Paul Thomas Anderson, Phantom Thread
Guillermo del Toro, The Shape of Water
Greta Gerwig, Lady Bird
Christopher Nolan, Dunkirk
Jordan Peele, Get Out

WINNER: Guillermo del Toro
ALTERNATE: Christopher Nolan
DARK HORSE: Paul Thomas Anderson

FINAL ANALYSIS: This one seems pretty cut and dried to me, even with that suspiciously-timed plagiarism lawsuit. Guillermo del Toro put his heart and soul into The Shape of Water, which throbs with feeling. Dunkirk is a remarkable technical achievement, but at some point, Christopher Nolan will have to move audiences if he wants to win this award. I honestly think that Paul Thomas Anderson could garner the second-most votes here, considering how passionate Phantom Thread‘s fans are. Meanwhile, I know young like Jordan Peele and Greta Gerwig earned a lot of respect from their peers this year, but they don’t give this honor out to newbies. That’s what the Original Screenplay category is for.




Timothée Chalamet, Call Me by Your Name
Daniel Day-Lewis, Phantom Thread
Daniel Kaluuya, Get Out
Gary Oldman, Darkest Hour
Denzel Washington, Roman J. Israel, Esq.

WINNER: Gary Oldman
ALTERNATE: Timothée Chalamet
DARK HORSE: Daniel Kaluuya

FINAL ANALYSIS: Oldman has this one in the bag. The competition just isn’t strong enough. If Chalamet was about 10 percent better, he might’ve had the juice to stage an upset, but his performance would’ve had to be undeniable, and the truth is, it’s not. He doesn’t really get that one knockout scene until the very end, which is the sustained close-up over the closing credits. He communicates more in that one scene than the entire rest of the film, so while it’s an impressive breakout performance, it’s not quite an Oscar winner. Denzel created an interesting character with Roman J. Israel but that movie is a bit of a mess, and while Daniel Kaluuya was a solid anchor for Get Out, the fact that he was nominated over Jake Gyllenhaal in Stronger seems absurd to me. Daniel Day-Lewis might be the most deserving of the bunch, but there’s no way the Academy is going to give him his fourth statue for that performance, which isn’t nearly as towering or staggering as his Oscar-winning work in Lincoln and There Will Be Blood. No, this is Gary Oldman’s award, regardless of his past behavior. I just wonder how that’s going to go over with the media, and whether anyone will ask about it backstage.

§ **EXCERPTED RECORDS**:
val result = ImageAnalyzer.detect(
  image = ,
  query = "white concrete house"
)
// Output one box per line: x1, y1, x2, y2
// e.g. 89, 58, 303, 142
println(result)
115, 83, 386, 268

==

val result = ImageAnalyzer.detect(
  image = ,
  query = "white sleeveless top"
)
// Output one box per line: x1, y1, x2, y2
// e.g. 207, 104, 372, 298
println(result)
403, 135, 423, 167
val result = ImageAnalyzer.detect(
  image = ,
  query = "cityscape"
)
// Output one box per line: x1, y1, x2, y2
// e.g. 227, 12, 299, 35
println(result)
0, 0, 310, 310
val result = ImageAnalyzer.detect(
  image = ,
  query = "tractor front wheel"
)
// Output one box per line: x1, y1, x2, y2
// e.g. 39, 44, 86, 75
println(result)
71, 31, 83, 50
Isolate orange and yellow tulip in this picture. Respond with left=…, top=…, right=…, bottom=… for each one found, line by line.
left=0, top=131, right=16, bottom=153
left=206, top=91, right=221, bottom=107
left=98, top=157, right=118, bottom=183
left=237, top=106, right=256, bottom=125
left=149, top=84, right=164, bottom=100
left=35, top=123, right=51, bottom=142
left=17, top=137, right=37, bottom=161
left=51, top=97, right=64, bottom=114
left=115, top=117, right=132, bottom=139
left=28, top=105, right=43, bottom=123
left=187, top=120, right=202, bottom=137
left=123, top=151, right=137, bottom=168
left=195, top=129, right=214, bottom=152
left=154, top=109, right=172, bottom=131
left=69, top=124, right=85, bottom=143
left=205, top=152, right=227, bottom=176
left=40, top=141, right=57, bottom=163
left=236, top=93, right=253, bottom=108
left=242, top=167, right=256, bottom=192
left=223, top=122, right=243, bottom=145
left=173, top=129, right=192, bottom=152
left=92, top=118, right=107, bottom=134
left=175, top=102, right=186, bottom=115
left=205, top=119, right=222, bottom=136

§ **INSTRUCTIONS FOR THE TASK**:
In the Oscar predictions, which two earlier films are named as Daniel Day-Lewis's Oscar-winning work?

§ **SOLUTION TO THIS PROBLEM**:
Lincoln and There Will Be Blood.